Saved data entries »
--- START ---

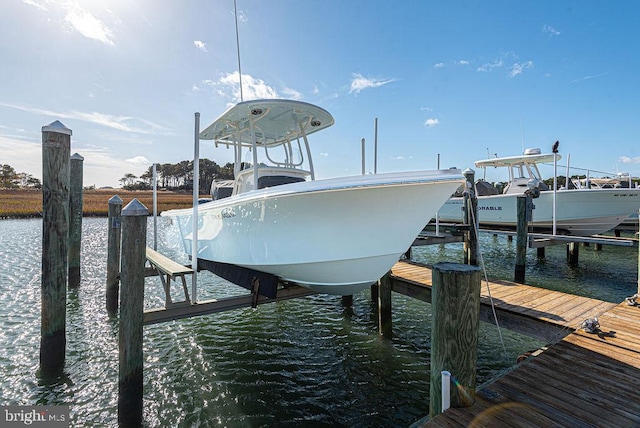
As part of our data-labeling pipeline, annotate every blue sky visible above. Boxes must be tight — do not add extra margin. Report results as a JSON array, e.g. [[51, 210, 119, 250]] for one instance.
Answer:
[[1, 0, 639, 188]]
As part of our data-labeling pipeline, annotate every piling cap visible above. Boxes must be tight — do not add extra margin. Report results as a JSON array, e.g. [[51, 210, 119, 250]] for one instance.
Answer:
[[122, 198, 149, 216], [42, 120, 72, 136], [108, 195, 123, 205], [433, 262, 481, 273], [70, 153, 84, 161]]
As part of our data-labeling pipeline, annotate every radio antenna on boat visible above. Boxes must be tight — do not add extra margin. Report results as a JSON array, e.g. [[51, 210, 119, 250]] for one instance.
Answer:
[[234, 0, 244, 102], [520, 119, 525, 153]]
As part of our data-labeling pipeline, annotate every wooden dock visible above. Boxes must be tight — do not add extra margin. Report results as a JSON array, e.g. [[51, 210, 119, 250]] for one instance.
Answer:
[[391, 261, 618, 343], [388, 261, 640, 427]]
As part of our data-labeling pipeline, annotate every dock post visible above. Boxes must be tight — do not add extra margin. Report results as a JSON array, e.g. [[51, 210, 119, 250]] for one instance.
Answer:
[[567, 242, 579, 266], [429, 263, 481, 418], [106, 195, 123, 314], [514, 195, 530, 283], [40, 120, 72, 375], [118, 199, 148, 427], [462, 168, 478, 266], [68, 153, 84, 288], [377, 272, 392, 338], [341, 295, 353, 307], [370, 283, 379, 308]]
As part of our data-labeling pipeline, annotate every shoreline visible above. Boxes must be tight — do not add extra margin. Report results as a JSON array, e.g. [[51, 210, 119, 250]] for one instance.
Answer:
[[0, 188, 205, 218]]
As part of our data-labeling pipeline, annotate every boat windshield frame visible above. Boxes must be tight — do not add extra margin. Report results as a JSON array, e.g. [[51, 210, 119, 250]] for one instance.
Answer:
[[199, 99, 335, 194]]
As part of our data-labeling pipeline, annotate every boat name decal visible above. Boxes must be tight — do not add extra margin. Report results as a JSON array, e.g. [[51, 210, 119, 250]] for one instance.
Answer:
[[478, 206, 503, 211]]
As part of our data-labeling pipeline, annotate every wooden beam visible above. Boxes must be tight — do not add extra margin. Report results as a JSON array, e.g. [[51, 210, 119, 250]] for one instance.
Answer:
[[143, 285, 315, 325]]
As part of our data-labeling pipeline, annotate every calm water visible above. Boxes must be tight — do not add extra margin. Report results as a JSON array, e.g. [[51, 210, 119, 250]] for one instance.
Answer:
[[0, 218, 636, 427]]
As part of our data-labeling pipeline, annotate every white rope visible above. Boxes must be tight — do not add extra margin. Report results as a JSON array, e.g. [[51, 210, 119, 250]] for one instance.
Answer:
[[467, 191, 508, 359]]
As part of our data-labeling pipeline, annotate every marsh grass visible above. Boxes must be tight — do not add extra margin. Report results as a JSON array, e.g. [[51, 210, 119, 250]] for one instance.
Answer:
[[0, 189, 205, 218]]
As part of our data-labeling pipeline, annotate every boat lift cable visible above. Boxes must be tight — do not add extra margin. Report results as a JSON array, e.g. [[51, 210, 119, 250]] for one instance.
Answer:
[[468, 195, 509, 359]]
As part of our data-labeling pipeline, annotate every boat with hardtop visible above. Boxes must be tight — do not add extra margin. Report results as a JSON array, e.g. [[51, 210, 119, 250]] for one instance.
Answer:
[[162, 99, 465, 295], [436, 147, 640, 236]]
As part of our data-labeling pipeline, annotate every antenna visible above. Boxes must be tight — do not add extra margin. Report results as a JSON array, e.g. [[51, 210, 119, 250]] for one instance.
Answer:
[[520, 119, 524, 152], [234, 0, 244, 102]]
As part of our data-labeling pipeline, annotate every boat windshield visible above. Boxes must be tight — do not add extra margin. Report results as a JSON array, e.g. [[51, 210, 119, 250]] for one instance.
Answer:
[[508, 162, 544, 182], [242, 140, 304, 170]]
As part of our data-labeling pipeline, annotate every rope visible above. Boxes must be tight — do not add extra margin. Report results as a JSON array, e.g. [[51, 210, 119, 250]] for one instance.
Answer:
[[467, 189, 508, 359]]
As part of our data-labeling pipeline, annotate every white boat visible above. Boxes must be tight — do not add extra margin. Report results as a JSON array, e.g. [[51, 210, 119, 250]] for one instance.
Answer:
[[161, 99, 465, 295], [436, 148, 640, 236]]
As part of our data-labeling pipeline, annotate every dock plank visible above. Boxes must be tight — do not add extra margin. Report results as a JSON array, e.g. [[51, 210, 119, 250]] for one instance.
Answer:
[[390, 262, 640, 427]]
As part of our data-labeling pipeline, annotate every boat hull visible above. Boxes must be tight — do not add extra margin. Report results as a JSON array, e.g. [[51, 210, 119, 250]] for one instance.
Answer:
[[437, 188, 640, 236], [163, 171, 464, 295]]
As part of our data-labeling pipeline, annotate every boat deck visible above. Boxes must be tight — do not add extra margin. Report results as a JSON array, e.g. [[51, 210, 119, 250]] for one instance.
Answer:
[[388, 261, 640, 427]]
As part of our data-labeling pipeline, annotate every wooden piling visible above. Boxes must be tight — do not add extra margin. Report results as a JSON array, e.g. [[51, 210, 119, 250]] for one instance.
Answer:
[[341, 295, 353, 307], [377, 273, 392, 338], [462, 169, 478, 266], [514, 195, 529, 283], [118, 199, 148, 427], [68, 153, 84, 288], [567, 242, 579, 266], [429, 263, 481, 418], [106, 195, 123, 314], [40, 120, 71, 375]]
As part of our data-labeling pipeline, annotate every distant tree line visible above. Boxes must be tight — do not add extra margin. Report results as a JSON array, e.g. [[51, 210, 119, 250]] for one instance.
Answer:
[[120, 158, 235, 193], [0, 164, 41, 189]]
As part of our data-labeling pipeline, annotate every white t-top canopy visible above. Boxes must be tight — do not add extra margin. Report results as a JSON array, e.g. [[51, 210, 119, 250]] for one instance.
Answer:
[[199, 99, 335, 147], [475, 151, 562, 168]]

--- END ---

DIRECTIONS FOR THIS TASK »
I would like the data copied exactly as it stands, with no pictures included.

TASK ANSWER »
As part of our data-labeling pipeline, annotate every blue sky visible above. Boxes must be tight — do not add extra margin. Report results as a JSON array, e.g. [[51, 210, 119, 250]] for one instance.
Answer:
[[1, 0, 639, 188]]
As part of our data-labeling pipeline, annotate every piling cap visible above. Boxes must be tight — do not add extra margin. Report results as a JSON array, e.g. [[51, 210, 119, 250]] for one instance.
Answer:
[[122, 198, 149, 216], [42, 120, 72, 136], [108, 195, 123, 205], [433, 262, 481, 273], [70, 153, 84, 161]]
As part of our data-labeling pipeline, annotate every radio antenna on boat visible above. Boxes must be tight — do not add extra margin. Report results as a JSON array, e.g. [[51, 210, 119, 250]] for one instance.
Answer:
[[234, 0, 244, 102], [520, 119, 525, 153]]
As part of our data-labeling pipeline, annotate every wooden dock visible above. Boxes must be tight — do not add extra margin. Report results as a JSON array, e.g. [[51, 210, 119, 250]] for one instance.
Answer:
[[391, 261, 618, 343], [388, 261, 640, 427]]
As part of our data-labeling pipeline, annotate every dock post visible above. Boxes must be tight — do not add extra margin. Report results as a JSON array, e.g. [[51, 210, 119, 250]] for one instance.
Answer:
[[567, 242, 579, 266], [429, 263, 481, 418], [106, 195, 123, 314], [514, 195, 530, 283], [40, 120, 72, 375], [118, 199, 148, 427], [462, 168, 478, 266], [68, 153, 84, 288], [377, 272, 392, 338], [341, 295, 353, 307], [370, 283, 379, 308]]
As part of our data-labeling pipeline, annotate every shoreline visible above. Boxes must be tight — do not add extra margin. Report results as a JSON array, e.g. [[51, 210, 119, 250]] for one instance.
Answer:
[[0, 188, 205, 218]]
As part of our data-labeling pipeline, annotate every boat windshield frame visible above. Boxes must be tight — do not add extra margin. Report results as a JSON array, e.g. [[51, 210, 119, 250]] for one instance.
Answer:
[[199, 99, 335, 194]]
As part of our data-labeling pipeline, annotate every boat name decal visible above. Boxes must be tight — do not add extra margin. Report results as a JSON array, e.g. [[51, 210, 119, 250]] for one instance.
Answer:
[[478, 206, 503, 211]]
As part of our data-labeling pipeline, annotate every wooden beam visible above. Boxes must be tight — do not add extra margin. Report results as a JSON array, e.g. [[51, 210, 119, 250]] for one instance.
Answer:
[[143, 285, 315, 325]]
As part of our data-labeling pipeline, annotate every calm water visible above. Boxes must be tight — do not add extra margin. Report results as a JSON array, e.g. [[51, 210, 119, 250]] for one instance.
Answer:
[[0, 218, 636, 427]]
As part of our data-labeling pipeline, annotate every white rope visible above. Boxes must be tight — do not add extra margin. Report results as a JSON array, e.g. [[51, 210, 119, 250]] for one instance.
Answer:
[[467, 191, 508, 359]]
As part of our data-labeling pipeline, annotate every marsh grass visible above. Boxes must be tight — do not add extra margin. Report results as a JSON array, e.g. [[51, 210, 119, 250]] for one instance.
Answer:
[[0, 189, 205, 218]]
As part of our data-labeling pipeline, annotate every boat lift cable visible above. Boxes must be tight — do not add extra margin. Report results as a JSON array, e.g. [[51, 210, 119, 250]] for one instance.
Answer:
[[468, 195, 509, 359]]
As part of our data-labeling pipeline, annotate every boat with hardtop visible above. Boxes must be tight — do not add extra margin. Report results as a JSON array, e.g. [[51, 210, 119, 250]] for one instance.
Answer:
[[162, 99, 465, 295], [436, 147, 640, 236]]
As part of our data-labeling pipeline, annotate every antenna visible above. Boxes must be tight — do not add extra margin. Report results as a JSON array, e.g. [[51, 210, 119, 250]] for one instance.
Answer:
[[520, 119, 524, 152], [234, 0, 244, 102]]
As part of our data-labeling pipeline, annotate every boat windshield visible above. Boxes must be tight — do not add extra margin. Report results as a JSON array, e.g. [[51, 210, 119, 250]] for one instance.
Answer:
[[508, 162, 544, 182], [242, 140, 304, 170]]
As part of our data-labeling pipeline, annotate every rope visible above. Boxes must be tight — do not add extra margin. Report results as a JSON array, e.g. [[51, 210, 119, 250]] for one instance.
Answer:
[[467, 189, 508, 359]]
As part of our data-labeling pipeline, annotate every white boat visible above. Boxes must be tight — do not add extra margin. Report results as a JSON array, e.g. [[51, 210, 119, 250]] for one instance.
Answer:
[[161, 99, 465, 295], [436, 148, 640, 236]]
As part of our data-labeling pipeline, annotate every dock plank visible above. Boxes must be tight — do not add extra margin. Report results as a JSON array, e.g. [[51, 210, 119, 250]] for one instance.
Answer:
[[390, 262, 640, 427]]
As part of our data-labeling pipeline, annotate every boat hull visible above. Boxes must be tight — do not add extra margin. Report results as a JSON array, e.g. [[51, 210, 119, 250]] for one instance.
Answer:
[[437, 188, 640, 236], [163, 171, 464, 295]]
As part of our data-labeling pipeline, annotate every boat deck visible above. Boxes must be tight — do not add extra margin. Report results as a JSON array, e.g. [[51, 210, 119, 250]] for one instance.
Answer:
[[388, 261, 640, 427]]
As part of our data-labeling pipeline, annotate every wooden piling visible above. Boxes must be tight — do not add extra margin. Report results as a JSON array, e.g. [[51, 210, 119, 250]] for one instance.
Answer:
[[341, 295, 353, 307], [377, 273, 392, 338], [462, 169, 478, 266], [514, 195, 529, 283], [118, 199, 148, 427], [68, 153, 84, 288], [567, 242, 579, 266], [429, 263, 481, 418], [106, 195, 123, 314], [40, 120, 71, 375]]
As part of our data-labeling pipeline, annotate every distant tree line visible above. Boxes must be tight — do not add extra margin. Report results as a JSON array, e.g. [[51, 210, 119, 250]] for one instance.
Answer:
[[120, 158, 235, 193], [0, 164, 41, 189]]
As part of our data-labeling pipeline, annotate every white t-top canopy visible above. Boxes must be tight — do not add extra margin. Report results as a JSON array, e.g. [[51, 210, 119, 250]] for one instance.
Answer:
[[199, 99, 335, 147], [475, 151, 562, 168]]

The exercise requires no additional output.